* begin *
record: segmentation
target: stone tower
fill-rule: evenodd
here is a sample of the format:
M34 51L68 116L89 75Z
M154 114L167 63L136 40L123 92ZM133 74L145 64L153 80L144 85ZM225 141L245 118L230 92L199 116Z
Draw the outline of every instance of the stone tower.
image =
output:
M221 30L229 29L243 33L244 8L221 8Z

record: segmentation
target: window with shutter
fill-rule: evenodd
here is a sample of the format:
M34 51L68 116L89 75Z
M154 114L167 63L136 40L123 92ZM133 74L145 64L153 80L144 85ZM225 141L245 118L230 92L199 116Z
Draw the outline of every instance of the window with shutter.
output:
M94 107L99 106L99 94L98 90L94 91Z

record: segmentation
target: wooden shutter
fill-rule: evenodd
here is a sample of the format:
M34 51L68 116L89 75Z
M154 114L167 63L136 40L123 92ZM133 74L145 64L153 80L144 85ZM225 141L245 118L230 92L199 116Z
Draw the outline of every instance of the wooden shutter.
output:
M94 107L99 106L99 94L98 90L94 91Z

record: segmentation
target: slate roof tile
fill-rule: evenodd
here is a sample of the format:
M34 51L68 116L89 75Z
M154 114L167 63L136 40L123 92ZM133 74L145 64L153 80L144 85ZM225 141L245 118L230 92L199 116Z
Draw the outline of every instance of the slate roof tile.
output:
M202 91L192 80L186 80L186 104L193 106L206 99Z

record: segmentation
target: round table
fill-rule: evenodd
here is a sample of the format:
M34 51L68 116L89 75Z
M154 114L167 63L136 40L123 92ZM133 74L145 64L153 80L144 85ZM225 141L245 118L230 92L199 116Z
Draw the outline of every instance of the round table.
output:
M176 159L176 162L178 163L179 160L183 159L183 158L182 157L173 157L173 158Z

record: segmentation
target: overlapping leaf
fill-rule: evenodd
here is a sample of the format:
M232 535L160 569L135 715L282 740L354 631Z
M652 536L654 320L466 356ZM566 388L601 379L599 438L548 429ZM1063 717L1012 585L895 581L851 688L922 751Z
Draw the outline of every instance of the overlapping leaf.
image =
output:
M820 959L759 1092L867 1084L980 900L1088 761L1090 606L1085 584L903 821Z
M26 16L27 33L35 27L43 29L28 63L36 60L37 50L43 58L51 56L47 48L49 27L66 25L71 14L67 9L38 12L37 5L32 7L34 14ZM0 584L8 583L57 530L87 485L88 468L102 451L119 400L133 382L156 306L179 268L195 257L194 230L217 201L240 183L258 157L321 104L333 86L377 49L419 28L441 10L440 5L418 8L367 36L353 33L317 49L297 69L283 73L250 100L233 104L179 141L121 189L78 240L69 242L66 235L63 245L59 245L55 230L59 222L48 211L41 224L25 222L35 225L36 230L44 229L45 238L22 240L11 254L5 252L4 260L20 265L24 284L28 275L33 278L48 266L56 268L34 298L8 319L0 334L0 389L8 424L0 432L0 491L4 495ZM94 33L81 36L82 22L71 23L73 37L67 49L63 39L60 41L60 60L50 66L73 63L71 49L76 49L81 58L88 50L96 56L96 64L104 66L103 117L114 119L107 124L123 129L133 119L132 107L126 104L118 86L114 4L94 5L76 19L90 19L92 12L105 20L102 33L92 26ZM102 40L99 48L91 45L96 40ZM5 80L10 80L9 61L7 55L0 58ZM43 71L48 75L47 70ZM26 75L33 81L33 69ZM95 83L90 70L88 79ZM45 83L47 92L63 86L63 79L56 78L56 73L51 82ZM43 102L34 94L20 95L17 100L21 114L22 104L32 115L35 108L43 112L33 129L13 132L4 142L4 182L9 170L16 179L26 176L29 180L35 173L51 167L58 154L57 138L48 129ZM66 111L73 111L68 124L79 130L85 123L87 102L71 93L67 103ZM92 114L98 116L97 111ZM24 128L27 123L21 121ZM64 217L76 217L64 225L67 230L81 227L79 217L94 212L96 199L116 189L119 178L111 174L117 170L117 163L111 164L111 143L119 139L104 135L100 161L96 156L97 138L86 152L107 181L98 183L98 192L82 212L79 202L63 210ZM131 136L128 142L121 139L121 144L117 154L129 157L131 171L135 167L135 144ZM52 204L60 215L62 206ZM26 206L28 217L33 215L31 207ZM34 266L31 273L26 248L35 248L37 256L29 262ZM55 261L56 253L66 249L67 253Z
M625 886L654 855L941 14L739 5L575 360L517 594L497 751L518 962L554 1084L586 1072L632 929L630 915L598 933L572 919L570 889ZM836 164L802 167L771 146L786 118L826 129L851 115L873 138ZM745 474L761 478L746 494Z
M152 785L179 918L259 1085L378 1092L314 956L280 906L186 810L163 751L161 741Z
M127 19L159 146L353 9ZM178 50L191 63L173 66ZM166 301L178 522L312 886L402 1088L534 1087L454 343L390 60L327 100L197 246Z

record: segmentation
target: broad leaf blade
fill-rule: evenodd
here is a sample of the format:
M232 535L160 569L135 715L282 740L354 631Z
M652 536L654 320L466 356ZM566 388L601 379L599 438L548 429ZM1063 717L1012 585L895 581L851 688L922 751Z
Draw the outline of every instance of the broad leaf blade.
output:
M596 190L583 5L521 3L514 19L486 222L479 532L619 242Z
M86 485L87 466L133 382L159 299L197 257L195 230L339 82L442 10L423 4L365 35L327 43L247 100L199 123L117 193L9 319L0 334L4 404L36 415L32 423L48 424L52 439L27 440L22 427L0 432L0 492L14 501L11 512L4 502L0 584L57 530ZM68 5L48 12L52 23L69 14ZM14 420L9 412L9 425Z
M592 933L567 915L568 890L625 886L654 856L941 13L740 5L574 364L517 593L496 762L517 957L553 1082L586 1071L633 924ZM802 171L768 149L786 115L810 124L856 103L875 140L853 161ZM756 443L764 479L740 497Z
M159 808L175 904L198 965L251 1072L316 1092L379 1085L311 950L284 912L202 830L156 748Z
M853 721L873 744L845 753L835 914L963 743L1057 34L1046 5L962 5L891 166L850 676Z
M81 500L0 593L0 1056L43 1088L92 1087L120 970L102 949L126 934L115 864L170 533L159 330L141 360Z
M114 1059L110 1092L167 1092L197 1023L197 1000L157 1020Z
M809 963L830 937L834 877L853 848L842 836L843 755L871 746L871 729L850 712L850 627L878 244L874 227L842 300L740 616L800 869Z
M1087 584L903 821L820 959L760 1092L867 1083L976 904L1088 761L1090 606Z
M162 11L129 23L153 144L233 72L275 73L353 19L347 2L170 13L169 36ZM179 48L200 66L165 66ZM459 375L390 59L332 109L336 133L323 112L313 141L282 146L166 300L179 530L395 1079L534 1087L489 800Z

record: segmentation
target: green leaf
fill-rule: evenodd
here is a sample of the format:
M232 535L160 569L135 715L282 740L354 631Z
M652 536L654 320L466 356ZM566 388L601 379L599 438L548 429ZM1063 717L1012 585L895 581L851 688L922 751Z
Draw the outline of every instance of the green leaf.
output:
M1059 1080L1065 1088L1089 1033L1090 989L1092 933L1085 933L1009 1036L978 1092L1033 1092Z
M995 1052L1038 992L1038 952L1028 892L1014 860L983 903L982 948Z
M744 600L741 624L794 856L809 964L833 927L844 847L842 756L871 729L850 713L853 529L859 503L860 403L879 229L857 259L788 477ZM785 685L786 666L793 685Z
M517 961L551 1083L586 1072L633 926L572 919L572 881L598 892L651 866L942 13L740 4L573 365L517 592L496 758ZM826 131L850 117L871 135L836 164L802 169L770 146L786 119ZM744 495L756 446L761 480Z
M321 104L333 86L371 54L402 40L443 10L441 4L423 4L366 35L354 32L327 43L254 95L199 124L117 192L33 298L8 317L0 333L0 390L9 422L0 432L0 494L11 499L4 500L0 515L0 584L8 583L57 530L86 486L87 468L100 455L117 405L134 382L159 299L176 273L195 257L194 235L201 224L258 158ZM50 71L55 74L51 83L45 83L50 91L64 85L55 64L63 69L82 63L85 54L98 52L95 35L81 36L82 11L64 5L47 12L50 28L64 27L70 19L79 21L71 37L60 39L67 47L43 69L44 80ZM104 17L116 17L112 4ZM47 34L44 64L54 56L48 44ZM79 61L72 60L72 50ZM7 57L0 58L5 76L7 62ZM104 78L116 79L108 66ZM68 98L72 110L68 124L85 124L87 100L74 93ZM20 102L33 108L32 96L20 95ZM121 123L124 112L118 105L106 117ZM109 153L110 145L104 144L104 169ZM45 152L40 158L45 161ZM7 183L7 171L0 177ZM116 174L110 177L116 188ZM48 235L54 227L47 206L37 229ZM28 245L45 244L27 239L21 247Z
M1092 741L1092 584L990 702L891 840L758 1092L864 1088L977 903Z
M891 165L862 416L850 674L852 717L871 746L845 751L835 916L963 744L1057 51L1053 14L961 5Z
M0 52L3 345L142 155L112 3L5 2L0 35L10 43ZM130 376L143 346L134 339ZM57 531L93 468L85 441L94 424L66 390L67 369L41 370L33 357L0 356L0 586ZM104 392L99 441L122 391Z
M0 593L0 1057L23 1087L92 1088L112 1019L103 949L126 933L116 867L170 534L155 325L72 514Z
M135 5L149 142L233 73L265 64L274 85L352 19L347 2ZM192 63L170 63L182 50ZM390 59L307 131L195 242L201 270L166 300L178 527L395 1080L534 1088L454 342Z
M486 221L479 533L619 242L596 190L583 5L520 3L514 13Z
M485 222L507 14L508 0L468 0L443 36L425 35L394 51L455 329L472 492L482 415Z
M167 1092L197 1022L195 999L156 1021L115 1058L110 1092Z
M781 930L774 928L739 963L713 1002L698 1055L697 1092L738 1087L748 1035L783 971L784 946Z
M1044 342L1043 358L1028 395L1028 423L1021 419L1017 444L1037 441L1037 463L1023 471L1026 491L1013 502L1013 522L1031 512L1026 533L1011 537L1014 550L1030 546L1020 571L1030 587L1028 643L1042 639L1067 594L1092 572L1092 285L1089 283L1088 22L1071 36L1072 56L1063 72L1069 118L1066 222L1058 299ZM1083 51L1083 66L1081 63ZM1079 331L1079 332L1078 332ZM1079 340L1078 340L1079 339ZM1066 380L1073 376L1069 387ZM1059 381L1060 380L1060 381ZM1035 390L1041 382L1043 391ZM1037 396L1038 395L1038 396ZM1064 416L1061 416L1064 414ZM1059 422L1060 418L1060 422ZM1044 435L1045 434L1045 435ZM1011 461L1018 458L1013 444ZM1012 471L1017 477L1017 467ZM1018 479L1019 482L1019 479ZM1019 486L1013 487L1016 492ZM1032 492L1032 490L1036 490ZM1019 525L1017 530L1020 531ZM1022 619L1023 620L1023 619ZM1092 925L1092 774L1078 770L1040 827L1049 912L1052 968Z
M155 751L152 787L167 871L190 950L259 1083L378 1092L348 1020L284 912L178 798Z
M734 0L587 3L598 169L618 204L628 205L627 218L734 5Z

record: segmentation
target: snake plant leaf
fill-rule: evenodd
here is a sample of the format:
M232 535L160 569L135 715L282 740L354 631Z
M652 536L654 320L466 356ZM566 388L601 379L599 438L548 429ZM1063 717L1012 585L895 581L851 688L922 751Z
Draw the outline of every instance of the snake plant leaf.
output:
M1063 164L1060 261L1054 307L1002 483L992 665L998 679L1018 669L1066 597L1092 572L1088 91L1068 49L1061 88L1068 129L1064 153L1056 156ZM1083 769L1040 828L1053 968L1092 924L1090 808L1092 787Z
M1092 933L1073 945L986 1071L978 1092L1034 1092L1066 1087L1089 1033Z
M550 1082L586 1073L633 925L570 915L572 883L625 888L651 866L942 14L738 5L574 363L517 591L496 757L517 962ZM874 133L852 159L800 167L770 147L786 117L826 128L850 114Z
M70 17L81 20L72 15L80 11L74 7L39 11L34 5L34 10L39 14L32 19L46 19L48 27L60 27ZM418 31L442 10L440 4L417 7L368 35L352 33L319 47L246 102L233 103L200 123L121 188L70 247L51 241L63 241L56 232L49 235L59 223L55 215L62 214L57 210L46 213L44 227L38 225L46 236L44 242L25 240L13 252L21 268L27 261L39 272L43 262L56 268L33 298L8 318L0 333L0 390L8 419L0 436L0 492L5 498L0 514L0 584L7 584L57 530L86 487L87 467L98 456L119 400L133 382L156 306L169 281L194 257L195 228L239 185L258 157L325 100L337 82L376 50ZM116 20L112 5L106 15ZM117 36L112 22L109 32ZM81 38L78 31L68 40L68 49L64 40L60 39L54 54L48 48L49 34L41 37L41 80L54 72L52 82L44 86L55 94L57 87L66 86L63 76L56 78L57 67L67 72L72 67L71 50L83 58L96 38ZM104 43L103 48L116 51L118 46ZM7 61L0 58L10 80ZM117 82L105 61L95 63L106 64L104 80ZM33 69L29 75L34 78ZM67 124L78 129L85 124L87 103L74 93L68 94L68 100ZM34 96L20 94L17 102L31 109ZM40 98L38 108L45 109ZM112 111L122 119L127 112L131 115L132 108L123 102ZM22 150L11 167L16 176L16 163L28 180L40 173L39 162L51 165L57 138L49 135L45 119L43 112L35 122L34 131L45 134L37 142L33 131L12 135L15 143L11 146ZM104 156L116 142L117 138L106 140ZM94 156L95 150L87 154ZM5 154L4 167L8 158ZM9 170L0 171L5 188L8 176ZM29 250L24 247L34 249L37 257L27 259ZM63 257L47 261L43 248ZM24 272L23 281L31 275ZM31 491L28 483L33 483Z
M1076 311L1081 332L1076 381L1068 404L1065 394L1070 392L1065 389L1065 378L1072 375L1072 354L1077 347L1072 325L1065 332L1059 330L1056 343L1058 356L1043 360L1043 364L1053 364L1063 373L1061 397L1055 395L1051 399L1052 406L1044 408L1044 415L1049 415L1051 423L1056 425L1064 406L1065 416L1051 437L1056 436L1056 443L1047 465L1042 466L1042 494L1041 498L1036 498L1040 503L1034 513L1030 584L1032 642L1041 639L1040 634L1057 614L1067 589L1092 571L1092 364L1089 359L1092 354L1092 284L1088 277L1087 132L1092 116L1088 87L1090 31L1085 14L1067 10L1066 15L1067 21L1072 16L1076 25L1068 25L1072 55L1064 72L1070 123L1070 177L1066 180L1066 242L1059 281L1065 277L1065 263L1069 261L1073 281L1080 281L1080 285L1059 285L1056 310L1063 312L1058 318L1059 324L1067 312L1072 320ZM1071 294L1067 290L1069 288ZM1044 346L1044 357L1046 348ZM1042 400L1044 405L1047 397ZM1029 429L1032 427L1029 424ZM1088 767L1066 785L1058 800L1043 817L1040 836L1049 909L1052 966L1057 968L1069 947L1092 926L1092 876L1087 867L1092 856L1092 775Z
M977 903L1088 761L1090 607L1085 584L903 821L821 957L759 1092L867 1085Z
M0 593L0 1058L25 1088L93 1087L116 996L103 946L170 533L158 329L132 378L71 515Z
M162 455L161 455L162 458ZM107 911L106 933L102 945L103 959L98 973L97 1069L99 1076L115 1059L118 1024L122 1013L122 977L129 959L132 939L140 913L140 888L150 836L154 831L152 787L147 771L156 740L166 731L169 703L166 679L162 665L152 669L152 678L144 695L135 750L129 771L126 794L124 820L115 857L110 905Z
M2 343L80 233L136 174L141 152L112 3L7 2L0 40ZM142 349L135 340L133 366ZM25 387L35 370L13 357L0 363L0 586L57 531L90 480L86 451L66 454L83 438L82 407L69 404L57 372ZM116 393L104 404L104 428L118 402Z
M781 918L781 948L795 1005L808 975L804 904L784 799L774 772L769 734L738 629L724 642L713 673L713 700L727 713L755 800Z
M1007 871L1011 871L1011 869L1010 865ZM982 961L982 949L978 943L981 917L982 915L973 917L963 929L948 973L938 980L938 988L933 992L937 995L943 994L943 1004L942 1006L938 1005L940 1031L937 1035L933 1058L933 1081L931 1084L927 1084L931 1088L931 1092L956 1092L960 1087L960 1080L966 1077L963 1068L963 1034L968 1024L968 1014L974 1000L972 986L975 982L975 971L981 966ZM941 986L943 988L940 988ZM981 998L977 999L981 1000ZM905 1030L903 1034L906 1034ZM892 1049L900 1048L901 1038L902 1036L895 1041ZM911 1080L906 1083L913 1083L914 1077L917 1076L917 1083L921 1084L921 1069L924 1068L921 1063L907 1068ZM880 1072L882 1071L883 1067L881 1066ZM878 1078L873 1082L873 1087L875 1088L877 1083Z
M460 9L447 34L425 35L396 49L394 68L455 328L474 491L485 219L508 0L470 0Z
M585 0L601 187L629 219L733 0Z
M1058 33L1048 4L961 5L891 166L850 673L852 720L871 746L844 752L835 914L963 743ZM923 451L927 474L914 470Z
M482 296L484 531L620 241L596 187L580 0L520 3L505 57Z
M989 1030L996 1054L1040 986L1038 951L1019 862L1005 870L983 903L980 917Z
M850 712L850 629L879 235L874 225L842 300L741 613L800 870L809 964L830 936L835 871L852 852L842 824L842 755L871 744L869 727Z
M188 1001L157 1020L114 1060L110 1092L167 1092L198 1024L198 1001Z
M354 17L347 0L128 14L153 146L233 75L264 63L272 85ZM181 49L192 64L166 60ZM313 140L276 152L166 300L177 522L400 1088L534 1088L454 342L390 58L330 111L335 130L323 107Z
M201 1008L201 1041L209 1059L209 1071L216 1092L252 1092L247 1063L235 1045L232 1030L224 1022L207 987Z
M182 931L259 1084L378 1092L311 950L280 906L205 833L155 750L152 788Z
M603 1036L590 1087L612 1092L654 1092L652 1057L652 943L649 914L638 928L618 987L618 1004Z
* end *
| TASK INSTRUCTIONS |
Reproduce the rows character for character, from the first line of the rows down to the line containing "M176 159L176 162L178", including both of those lines.

| COMPLETE OUTPUT |
record: segmentation
target: stone tower
fill-rule: evenodd
here is a sample of the format:
M34 51L68 116L89 75Z
M154 114L167 63L136 40L123 92ZM133 74L145 64L153 80L144 85ZM225 141L245 118L230 92L199 116Z
Draw the outline of every instance of the stone tower.
image =
output:
M221 30L229 29L243 33L244 8L221 8Z

record: segmentation
target: window with shutter
fill-rule: evenodd
here is a sample of the format:
M34 51L68 116L89 75Z
M154 114L167 63L136 40L123 92ZM133 74L145 64L153 80L144 85ZM225 141L245 118L230 92L199 116Z
Draw the outline of every instance of the window with shutter.
output:
M94 107L99 106L99 94L98 90L94 91Z

record: segmentation
target: wooden shutter
fill-rule: evenodd
here is a sample of the format:
M34 51L68 116L89 75Z
M154 114L167 63L136 40L123 92ZM133 74L145 64L153 80L144 85ZM225 141L245 118L230 92L199 116Z
Draw the outline of every instance of the wooden shutter.
output:
M94 107L99 106L99 94L98 90L94 91Z

record: segmentation
target: slate roof tile
fill-rule: evenodd
here is a sample of the format:
M34 51L68 116L89 75Z
M154 114L167 63L136 40L123 92ZM133 74L145 64L153 80L144 85ZM225 141L245 118L230 92L199 116Z
Draw the outline of every instance of the slate roof tile.
output:
M202 91L192 80L186 80L186 104L193 106L206 99Z

record: segmentation
target: round table
fill-rule: evenodd
here is a sample of the format:
M34 51L68 116L89 75Z
M154 114L167 63L136 40L123 92ZM133 74L145 64L153 80L144 85ZM225 141L245 118L230 92L199 116Z
Draw the outline of every instance of the round table.
output:
M176 159L176 162L178 163L179 160L183 159L183 158L182 157L173 157L173 158Z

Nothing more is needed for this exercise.